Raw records
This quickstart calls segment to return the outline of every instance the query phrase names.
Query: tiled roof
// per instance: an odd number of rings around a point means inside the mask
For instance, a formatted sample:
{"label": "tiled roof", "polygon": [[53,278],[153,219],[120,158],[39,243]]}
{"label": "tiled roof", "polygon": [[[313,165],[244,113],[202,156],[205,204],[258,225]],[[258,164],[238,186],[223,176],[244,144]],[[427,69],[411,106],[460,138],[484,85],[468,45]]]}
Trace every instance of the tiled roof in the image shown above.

EXERCISE DIRECTIONS
Format each line of the data above as a string in a JSON list, with one string per line and blank lines omitted.

ANSWER TO THE EXERCISE
[
  "This quickstart calls segment to return the outline of every instance the query phrase names.",
  "Query: tiled roof",
  "// per instance: an odd number of rings around a point means inside the mask",
  "For instance, a formatted sample:",
  "{\"label\": \"tiled roof\", \"polygon\": [[53,278],[153,219],[120,158],[39,243]]}",
  "{\"label\": \"tiled roof\", \"polygon\": [[[313,165],[244,113],[202,156],[205,204],[258,225]],[[258,164],[238,186],[223,176],[244,144]],[[427,69],[411,106],[460,138],[484,85],[468,45]]]}",
  "Trace every instance of the tiled roof in the image shown above."
]